Aim of the exercise ▸
Copy every one of the rows below verbatim, character for character.

Records for the task ▸
* * * *
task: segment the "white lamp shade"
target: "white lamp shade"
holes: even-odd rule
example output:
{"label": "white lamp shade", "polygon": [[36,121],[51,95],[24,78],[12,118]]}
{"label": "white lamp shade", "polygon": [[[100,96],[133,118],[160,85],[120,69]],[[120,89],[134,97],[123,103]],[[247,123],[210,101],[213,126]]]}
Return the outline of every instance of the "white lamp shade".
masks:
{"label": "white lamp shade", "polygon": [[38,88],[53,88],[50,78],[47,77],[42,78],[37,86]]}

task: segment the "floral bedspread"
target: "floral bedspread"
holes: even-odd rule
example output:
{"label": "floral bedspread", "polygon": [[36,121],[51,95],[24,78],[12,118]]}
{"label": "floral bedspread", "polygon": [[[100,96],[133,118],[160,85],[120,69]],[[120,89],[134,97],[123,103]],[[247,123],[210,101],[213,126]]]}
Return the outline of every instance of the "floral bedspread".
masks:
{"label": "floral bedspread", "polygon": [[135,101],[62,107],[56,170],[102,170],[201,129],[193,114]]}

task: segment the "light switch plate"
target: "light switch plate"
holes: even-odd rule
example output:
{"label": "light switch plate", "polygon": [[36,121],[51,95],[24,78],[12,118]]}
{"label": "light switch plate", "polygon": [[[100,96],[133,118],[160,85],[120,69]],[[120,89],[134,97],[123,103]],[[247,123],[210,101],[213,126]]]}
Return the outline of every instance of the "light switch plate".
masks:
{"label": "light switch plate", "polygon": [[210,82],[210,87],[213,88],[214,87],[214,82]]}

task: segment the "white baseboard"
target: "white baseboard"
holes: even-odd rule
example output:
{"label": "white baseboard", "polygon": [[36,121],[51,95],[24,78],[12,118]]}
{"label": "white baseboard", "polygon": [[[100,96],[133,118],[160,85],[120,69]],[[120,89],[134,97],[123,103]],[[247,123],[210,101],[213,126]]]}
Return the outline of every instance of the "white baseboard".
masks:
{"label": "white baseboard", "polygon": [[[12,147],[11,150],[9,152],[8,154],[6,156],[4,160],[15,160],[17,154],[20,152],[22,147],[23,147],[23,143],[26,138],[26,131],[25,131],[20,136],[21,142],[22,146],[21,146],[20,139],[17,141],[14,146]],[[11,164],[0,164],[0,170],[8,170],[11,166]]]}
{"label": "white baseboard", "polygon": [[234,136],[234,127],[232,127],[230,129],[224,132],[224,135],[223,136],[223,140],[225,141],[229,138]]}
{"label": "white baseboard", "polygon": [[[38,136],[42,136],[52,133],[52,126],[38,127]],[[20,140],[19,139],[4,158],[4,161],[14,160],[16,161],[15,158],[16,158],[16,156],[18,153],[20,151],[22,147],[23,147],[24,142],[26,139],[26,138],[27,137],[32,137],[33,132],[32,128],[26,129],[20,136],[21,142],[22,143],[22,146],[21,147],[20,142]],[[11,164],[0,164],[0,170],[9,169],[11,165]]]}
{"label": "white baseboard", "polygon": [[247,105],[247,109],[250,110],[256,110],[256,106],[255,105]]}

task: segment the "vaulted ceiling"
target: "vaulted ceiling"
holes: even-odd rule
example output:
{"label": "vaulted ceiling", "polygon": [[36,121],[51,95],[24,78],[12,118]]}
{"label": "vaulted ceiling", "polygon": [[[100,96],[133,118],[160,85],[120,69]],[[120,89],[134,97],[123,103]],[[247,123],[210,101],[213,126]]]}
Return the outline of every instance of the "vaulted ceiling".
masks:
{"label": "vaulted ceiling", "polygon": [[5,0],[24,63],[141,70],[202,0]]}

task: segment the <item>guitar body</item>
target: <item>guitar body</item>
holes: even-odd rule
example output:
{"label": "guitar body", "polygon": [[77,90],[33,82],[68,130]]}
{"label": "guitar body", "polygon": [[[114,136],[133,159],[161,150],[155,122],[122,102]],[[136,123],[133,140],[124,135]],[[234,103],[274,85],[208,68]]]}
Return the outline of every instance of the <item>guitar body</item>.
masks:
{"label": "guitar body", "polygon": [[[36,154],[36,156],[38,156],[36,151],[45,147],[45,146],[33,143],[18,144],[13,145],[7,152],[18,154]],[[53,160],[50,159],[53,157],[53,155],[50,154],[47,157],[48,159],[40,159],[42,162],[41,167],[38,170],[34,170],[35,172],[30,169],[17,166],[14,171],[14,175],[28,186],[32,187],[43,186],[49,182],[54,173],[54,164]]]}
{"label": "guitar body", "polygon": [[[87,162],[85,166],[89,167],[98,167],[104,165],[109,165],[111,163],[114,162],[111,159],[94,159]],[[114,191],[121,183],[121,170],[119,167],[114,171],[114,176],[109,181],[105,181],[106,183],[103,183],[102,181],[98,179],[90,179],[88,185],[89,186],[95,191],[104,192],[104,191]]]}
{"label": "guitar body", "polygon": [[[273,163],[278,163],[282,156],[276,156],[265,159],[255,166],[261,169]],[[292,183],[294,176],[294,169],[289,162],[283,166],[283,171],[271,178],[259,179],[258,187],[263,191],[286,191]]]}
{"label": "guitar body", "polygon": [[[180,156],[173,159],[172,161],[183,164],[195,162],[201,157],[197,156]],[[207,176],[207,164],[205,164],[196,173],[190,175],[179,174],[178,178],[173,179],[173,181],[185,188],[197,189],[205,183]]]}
* * * *
Worked solution ▸
task: segment the "white lamp shade"
target: "white lamp shade"
holes: even-odd rule
example output:
{"label": "white lamp shade", "polygon": [[36,121],[51,95],[24,78],[12,118]]}
{"label": "white lamp shade", "polygon": [[[100,96],[133,118],[160,85],[120,69]],[[120,89],[134,97],[123,103]],[[247,123],[210,101],[213,126]]]}
Return the outline of every instance of the "white lamp shade".
masks:
{"label": "white lamp shade", "polygon": [[38,88],[53,88],[50,78],[47,77],[42,78],[37,86]]}

task: segment the "floral bedspread"
target: "floral bedspread"
holes: even-odd rule
example output:
{"label": "floral bedspread", "polygon": [[36,121],[51,95],[24,78],[12,118]]}
{"label": "floral bedspread", "polygon": [[[100,96],[133,118],[160,85],[120,69]],[[120,89],[134,97],[123,103]],[[247,123],[210,101],[213,126]]]}
Return the outline of every instance of the "floral bedspread".
masks:
{"label": "floral bedspread", "polygon": [[135,101],[62,107],[56,170],[102,170],[201,129],[193,114]]}

task: segment the "light switch plate"
target: "light switch plate"
holes: even-odd rule
example output:
{"label": "light switch plate", "polygon": [[36,121],[51,95],[24,78],[12,118]]}
{"label": "light switch plate", "polygon": [[[100,96],[133,118],[160,85],[120,69]],[[120,89],[134,97],[123,103]],[[247,123],[210,101],[213,126]]]}
Return the outline of every instance of the "light switch plate".
masks:
{"label": "light switch plate", "polygon": [[210,82],[210,87],[213,88],[214,87],[214,82]]}

task: segment the "white baseboard"
target: "white baseboard"
holes: even-odd rule
example output:
{"label": "white baseboard", "polygon": [[36,121],[51,95],[24,78],[12,118]]}
{"label": "white baseboard", "polygon": [[[100,96],[133,118],[160,85],[120,69]],[[120,89],[134,97],[123,103]],[[247,123],[210,101],[213,126]]]}
Return the outline of every instance of the "white baseboard".
masks:
{"label": "white baseboard", "polygon": [[[12,147],[11,150],[9,152],[8,154],[6,156],[4,160],[15,160],[17,154],[20,152],[22,147],[23,147],[23,143],[26,138],[26,131],[25,131],[20,136],[21,142],[22,146],[21,146],[20,139],[17,141],[14,146]],[[11,164],[0,164],[0,170],[8,170],[11,166]]]}
{"label": "white baseboard", "polygon": [[234,136],[234,127],[232,127],[230,129],[224,132],[224,135],[223,136],[223,140],[225,141],[229,138]]}
{"label": "white baseboard", "polygon": [[[38,136],[42,136],[52,133],[52,126],[38,127]],[[20,140],[19,139],[4,158],[4,161],[14,160],[16,161],[15,158],[16,158],[16,156],[18,153],[20,151],[22,147],[23,147],[24,142],[26,139],[26,138],[27,137],[32,137],[33,132],[32,128],[26,129],[20,136],[21,142],[22,143],[22,146],[21,147],[20,142]],[[11,164],[0,164],[0,170],[9,169],[11,165]]]}
{"label": "white baseboard", "polygon": [[247,105],[247,109],[250,110],[256,110],[256,106],[255,105]]}

task: segment the "vaulted ceiling"
target: "vaulted ceiling"
holes: even-odd rule
example output:
{"label": "vaulted ceiling", "polygon": [[36,121],[51,95],[24,78],[12,118]]}
{"label": "vaulted ceiling", "polygon": [[[100,96],[133,118],[160,85],[120,69]],[[120,89],[134,97],[123,103]],[[247,123],[210,101],[213,126]]]}
Return the outline of every instance of the "vaulted ceiling".
masks:
{"label": "vaulted ceiling", "polygon": [[5,0],[24,63],[141,70],[202,0]]}

task: segment the <item>guitar body</item>
target: <item>guitar body</item>
holes: even-odd rule
example output:
{"label": "guitar body", "polygon": [[77,90],[33,82],[68,130]]}
{"label": "guitar body", "polygon": [[[114,136],[133,159],[161,150],[155,122],[122,102]],[[136,123],[133,140],[124,135]],[[234,103],[274,85],[208,68]]]}
Return the outline of every instance of the <item>guitar body</item>.
masks:
{"label": "guitar body", "polygon": [[[36,154],[36,156],[38,156],[36,151],[45,147],[45,146],[33,143],[18,144],[13,145],[7,152],[18,154]],[[53,160],[50,159],[53,157],[53,155],[50,154],[47,157],[48,159],[40,159],[42,162],[41,167],[38,170],[34,170],[35,172],[30,169],[17,166],[14,171],[14,175],[28,186],[32,187],[43,186],[49,182],[54,173],[54,164]]]}
{"label": "guitar body", "polygon": [[[87,162],[85,166],[89,167],[98,167],[104,165],[109,165],[111,163],[114,162],[111,159],[94,159]],[[114,191],[121,183],[121,170],[119,167],[114,171],[114,176],[109,181],[105,181],[106,183],[103,183],[102,181],[98,179],[90,179],[88,185],[89,186],[95,191],[104,192],[104,191]]]}
{"label": "guitar body", "polygon": [[[273,163],[278,163],[282,156],[276,156],[265,159],[255,166],[261,169]],[[292,183],[294,176],[294,169],[289,162],[283,166],[283,171],[271,178],[259,179],[258,187],[263,191],[286,191]]]}
{"label": "guitar body", "polygon": [[[180,156],[173,159],[172,161],[183,164],[195,162],[201,157],[197,156]],[[207,176],[207,164],[205,164],[196,173],[190,175],[179,174],[178,178],[173,179],[173,181],[185,188],[197,189],[205,183]]]}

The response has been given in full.